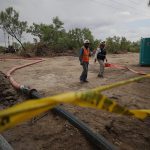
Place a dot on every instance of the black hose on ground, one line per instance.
(4, 145)
(98, 141)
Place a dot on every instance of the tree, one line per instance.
(9, 22)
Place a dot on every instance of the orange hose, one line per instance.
(12, 70)
(124, 67)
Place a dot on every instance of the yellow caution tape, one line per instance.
(91, 98)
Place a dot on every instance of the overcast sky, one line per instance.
(129, 18)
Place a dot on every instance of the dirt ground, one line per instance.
(61, 74)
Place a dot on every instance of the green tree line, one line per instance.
(54, 37)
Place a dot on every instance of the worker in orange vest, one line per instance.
(84, 60)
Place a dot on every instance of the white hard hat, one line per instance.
(86, 41)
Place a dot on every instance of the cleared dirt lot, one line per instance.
(61, 74)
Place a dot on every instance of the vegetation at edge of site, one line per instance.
(53, 37)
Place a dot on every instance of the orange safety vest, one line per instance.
(85, 56)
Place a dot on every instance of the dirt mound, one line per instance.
(8, 95)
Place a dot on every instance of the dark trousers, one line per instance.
(83, 76)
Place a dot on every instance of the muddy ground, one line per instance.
(61, 74)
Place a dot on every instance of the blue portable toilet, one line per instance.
(145, 51)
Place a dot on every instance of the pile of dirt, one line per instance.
(8, 95)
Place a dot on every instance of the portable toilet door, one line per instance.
(145, 51)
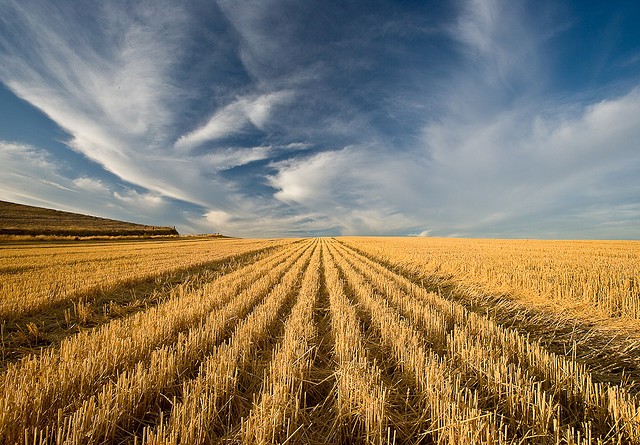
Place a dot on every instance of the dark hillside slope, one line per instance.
(19, 219)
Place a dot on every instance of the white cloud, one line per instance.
(139, 200)
(90, 184)
(233, 118)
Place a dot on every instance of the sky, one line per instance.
(269, 118)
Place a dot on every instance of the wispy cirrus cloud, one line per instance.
(234, 117)
(275, 117)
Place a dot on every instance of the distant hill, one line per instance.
(19, 219)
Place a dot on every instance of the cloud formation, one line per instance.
(276, 118)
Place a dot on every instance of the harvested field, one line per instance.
(346, 341)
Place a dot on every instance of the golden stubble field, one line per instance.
(345, 341)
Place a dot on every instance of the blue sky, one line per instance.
(481, 118)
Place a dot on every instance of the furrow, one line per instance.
(361, 407)
(546, 394)
(279, 414)
(213, 401)
(37, 391)
(451, 410)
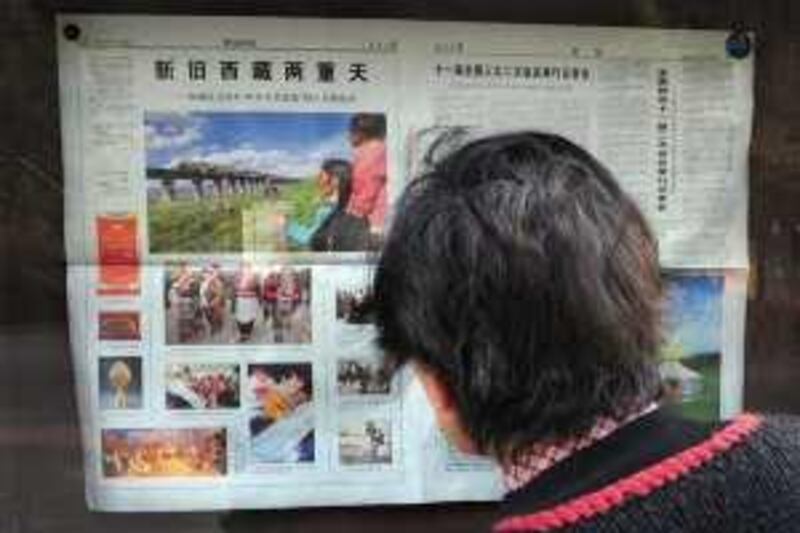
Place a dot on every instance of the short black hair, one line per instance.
(519, 271)
(370, 125)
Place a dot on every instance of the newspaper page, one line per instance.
(221, 336)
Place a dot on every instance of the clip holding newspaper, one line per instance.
(227, 181)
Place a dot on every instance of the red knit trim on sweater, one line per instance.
(639, 484)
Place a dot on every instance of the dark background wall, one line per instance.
(40, 471)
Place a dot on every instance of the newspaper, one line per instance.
(224, 354)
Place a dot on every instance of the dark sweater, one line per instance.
(663, 474)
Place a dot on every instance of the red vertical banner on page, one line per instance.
(118, 255)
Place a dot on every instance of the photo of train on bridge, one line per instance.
(266, 182)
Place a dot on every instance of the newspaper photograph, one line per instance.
(229, 183)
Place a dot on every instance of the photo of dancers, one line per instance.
(229, 305)
(199, 386)
(135, 453)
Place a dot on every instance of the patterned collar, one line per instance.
(540, 457)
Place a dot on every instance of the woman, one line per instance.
(523, 284)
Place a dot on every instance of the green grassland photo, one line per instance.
(221, 182)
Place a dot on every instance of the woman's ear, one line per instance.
(445, 408)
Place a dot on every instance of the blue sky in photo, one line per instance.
(694, 312)
(287, 144)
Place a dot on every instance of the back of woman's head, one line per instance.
(527, 280)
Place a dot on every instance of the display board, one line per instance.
(217, 291)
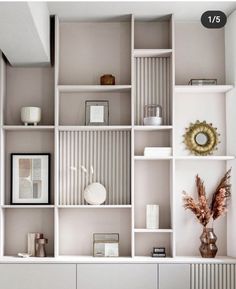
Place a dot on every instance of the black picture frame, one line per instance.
(48, 185)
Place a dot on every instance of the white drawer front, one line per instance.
(37, 276)
(117, 276)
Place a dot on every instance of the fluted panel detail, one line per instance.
(213, 276)
(108, 152)
(152, 86)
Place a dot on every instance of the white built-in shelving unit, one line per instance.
(152, 64)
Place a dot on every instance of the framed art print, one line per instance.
(30, 179)
(97, 112)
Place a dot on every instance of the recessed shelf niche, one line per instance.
(20, 222)
(152, 86)
(72, 107)
(28, 142)
(29, 86)
(108, 152)
(152, 186)
(150, 138)
(78, 226)
(152, 33)
(89, 50)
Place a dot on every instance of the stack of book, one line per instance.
(159, 252)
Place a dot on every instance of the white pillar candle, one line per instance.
(152, 217)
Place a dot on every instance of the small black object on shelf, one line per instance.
(159, 252)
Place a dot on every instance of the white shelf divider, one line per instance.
(94, 88)
(203, 89)
(28, 206)
(152, 52)
(28, 127)
(94, 128)
(94, 206)
(205, 158)
(152, 128)
(153, 230)
(144, 158)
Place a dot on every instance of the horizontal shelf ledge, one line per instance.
(153, 230)
(152, 127)
(76, 259)
(143, 158)
(100, 127)
(94, 88)
(202, 158)
(94, 206)
(152, 52)
(28, 206)
(28, 127)
(203, 89)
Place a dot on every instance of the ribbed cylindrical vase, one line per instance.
(208, 248)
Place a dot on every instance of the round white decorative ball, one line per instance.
(95, 194)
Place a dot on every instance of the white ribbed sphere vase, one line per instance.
(95, 194)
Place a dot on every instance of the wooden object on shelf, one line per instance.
(107, 79)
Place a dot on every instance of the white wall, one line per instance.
(230, 57)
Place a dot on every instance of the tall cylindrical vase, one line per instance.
(208, 248)
(152, 217)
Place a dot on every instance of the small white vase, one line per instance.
(95, 194)
(152, 217)
(30, 115)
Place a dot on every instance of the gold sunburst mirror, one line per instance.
(201, 138)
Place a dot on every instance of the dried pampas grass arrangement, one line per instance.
(202, 209)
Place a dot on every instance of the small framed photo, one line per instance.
(30, 179)
(97, 112)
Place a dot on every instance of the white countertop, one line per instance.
(94, 260)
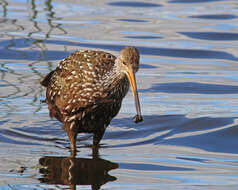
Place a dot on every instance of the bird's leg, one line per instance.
(72, 135)
(97, 136)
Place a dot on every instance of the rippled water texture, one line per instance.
(187, 85)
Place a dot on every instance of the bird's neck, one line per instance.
(117, 82)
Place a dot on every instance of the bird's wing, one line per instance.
(76, 82)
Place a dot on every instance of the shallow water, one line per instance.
(187, 85)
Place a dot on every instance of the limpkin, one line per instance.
(86, 89)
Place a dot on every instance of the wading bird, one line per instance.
(86, 90)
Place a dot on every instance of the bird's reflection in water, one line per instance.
(74, 171)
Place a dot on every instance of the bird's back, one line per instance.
(76, 86)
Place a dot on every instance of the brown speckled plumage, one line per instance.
(85, 91)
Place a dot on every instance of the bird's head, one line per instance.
(128, 63)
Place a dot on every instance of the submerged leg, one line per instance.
(97, 136)
(72, 135)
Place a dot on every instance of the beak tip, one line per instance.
(137, 118)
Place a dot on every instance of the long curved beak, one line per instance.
(131, 77)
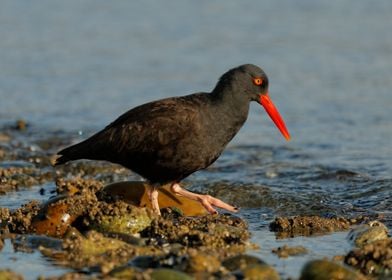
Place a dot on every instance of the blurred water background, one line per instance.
(73, 66)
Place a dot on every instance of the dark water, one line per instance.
(73, 66)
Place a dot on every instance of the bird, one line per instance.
(167, 140)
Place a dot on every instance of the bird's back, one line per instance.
(162, 141)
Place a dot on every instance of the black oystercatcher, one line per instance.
(167, 140)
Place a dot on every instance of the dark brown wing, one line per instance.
(153, 139)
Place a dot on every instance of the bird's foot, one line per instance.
(207, 201)
(153, 196)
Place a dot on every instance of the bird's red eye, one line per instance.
(257, 81)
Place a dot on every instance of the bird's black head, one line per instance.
(247, 81)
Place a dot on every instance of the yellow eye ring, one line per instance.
(257, 81)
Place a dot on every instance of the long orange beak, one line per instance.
(274, 114)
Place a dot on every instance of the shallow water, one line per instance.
(71, 67)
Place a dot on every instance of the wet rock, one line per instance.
(57, 215)
(286, 251)
(92, 252)
(19, 220)
(368, 233)
(202, 262)
(9, 275)
(240, 262)
(120, 217)
(213, 231)
(260, 272)
(4, 137)
(165, 273)
(21, 125)
(78, 185)
(372, 259)
(29, 243)
(135, 193)
(307, 225)
(125, 273)
(4, 216)
(327, 270)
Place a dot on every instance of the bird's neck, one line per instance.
(231, 99)
(231, 106)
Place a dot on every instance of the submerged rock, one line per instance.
(166, 273)
(58, 213)
(307, 225)
(135, 193)
(240, 262)
(372, 259)
(119, 217)
(92, 251)
(260, 272)
(327, 270)
(7, 274)
(202, 262)
(286, 251)
(368, 233)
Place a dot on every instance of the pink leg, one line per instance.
(153, 196)
(206, 200)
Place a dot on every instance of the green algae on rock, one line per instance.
(166, 273)
(8, 274)
(328, 270)
(372, 259)
(239, 262)
(120, 217)
(260, 272)
(307, 225)
(368, 233)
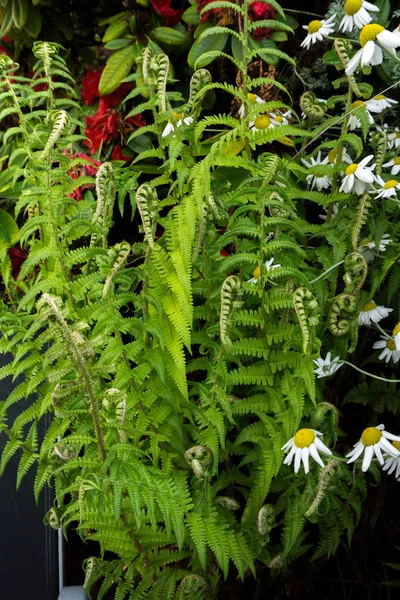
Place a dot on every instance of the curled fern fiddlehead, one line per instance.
(230, 292)
(161, 68)
(265, 519)
(356, 270)
(307, 311)
(60, 120)
(343, 312)
(200, 458)
(147, 203)
(324, 480)
(312, 107)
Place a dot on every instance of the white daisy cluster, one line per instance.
(176, 122)
(374, 441)
(373, 37)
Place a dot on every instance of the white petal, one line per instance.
(315, 455)
(304, 457)
(368, 454)
(367, 52)
(297, 458)
(378, 453)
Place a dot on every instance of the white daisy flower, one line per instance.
(170, 127)
(373, 440)
(269, 265)
(281, 118)
(317, 30)
(253, 99)
(396, 31)
(261, 122)
(354, 122)
(372, 313)
(356, 14)
(388, 347)
(393, 464)
(396, 336)
(317, 178)
(301, 446)
(379, 103)
(395, 164)
(394, 137)
(358, 176)
(332, 156)
(387, 189)
(326, 366)
(373, 38)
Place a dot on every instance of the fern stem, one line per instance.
(56, 240)
(327, 271)
(82, 369)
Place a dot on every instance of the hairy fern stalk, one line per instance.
(175, 368)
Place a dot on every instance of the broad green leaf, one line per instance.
(117, 68)
(169, 36)
(118, 43)
(115, 30)
(9, 231)
(206, 44)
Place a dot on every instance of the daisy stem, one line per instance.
(381, 330)
(370, 374)
(327, 271)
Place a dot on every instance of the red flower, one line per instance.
(260, 11)
(81, 171)
(17, 257)
(90, 90)
(107, 125)
(170, 15)
(117, 154)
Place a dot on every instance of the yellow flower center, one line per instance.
(369, 306)
(351, 169)
(304, 438)
(390, 184)
(332, 155)
(262, 122)
(371, 436)
(314, 26)
(352, 6)
(257, 272)
(369, 33)
(396, 330)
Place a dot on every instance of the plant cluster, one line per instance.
(185, 366)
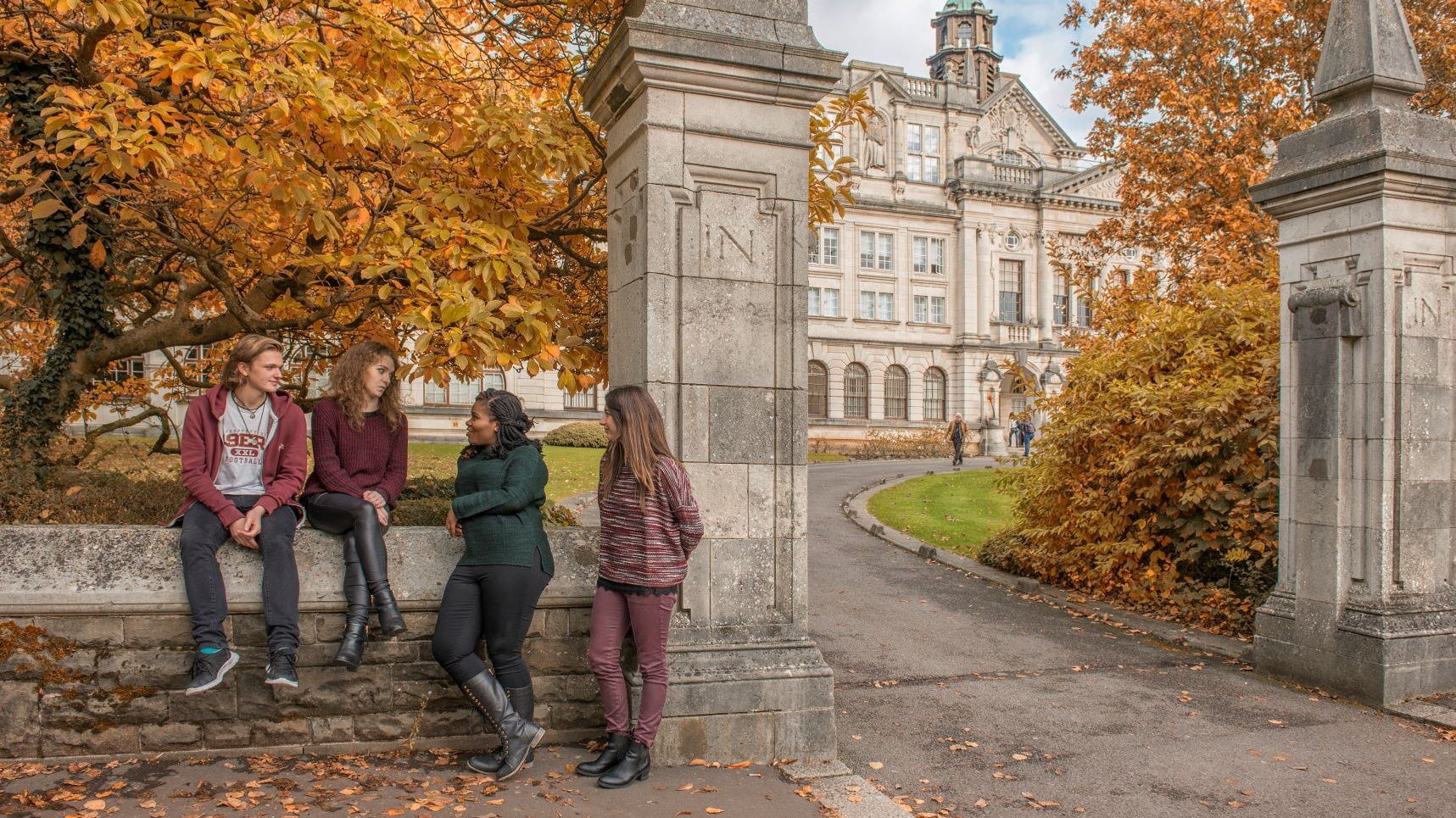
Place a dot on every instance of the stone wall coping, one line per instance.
(107, 570)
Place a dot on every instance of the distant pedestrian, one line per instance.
(494, 588)
(957, 431)
(650, 525)
(243, 460)
(360, 459)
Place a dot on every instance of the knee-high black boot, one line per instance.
(519, 735)
(617, 744)
(370, 543)
(355, 623)
(633, 767)
(523, 700)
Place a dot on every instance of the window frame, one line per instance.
(818, 401)
(855, 373)
(1015, 310)
(897, 393)
(935, 405)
◇ ◇ ◇
What this task involves. Starting at the line that contains "Place a dot on every instance of the daisy", retype each line through the final one in the listing, with both ends kept and the pictures omitted.

Solution for this problem.
Place a dot on every instance of the daisy stem, one line per instance.
(381, 330)
(370, 374)
(327, 271)
Place a dot on every instance of the red flower, one line per instance.
(260, 11)
(81, 171)
(17, 257)
(90, 90)
(107, 125)
(170, 15)
(117, 154)
Place a dot on every instance of the yellow flower center, one line per instance.
(369, 306)
(351, 169)
(304, 438)
(390, 184)
(332, 155)
(262, 122)
(371, 436)
(314, 26)
(352, 6)
(257, 272)
(369, 33)
(396, 330)
Place a dot on every instance of the plant cluster, one line per instance.
(185, 366)
Place a dot on every instance of the stone wall coping, one line per instance.
(107, 570)
Place a dot on every instance of the distant pedestrian, one line per instance.
(494, 588)
(957, 431)
(650, 525)
(243, 460)
(360, 459)
Place a dot on every instance of the knee-high black boot, one line per instance.
(519, 735)
(617, 744)
(370, 543)
(355, 623)
(633, 767)
(523, 700)
Place a dot on every instance of the window frame, one line per instance.
(818, 401)
(855, 373)
(1015, 310)
(897, 393)
(935, 405)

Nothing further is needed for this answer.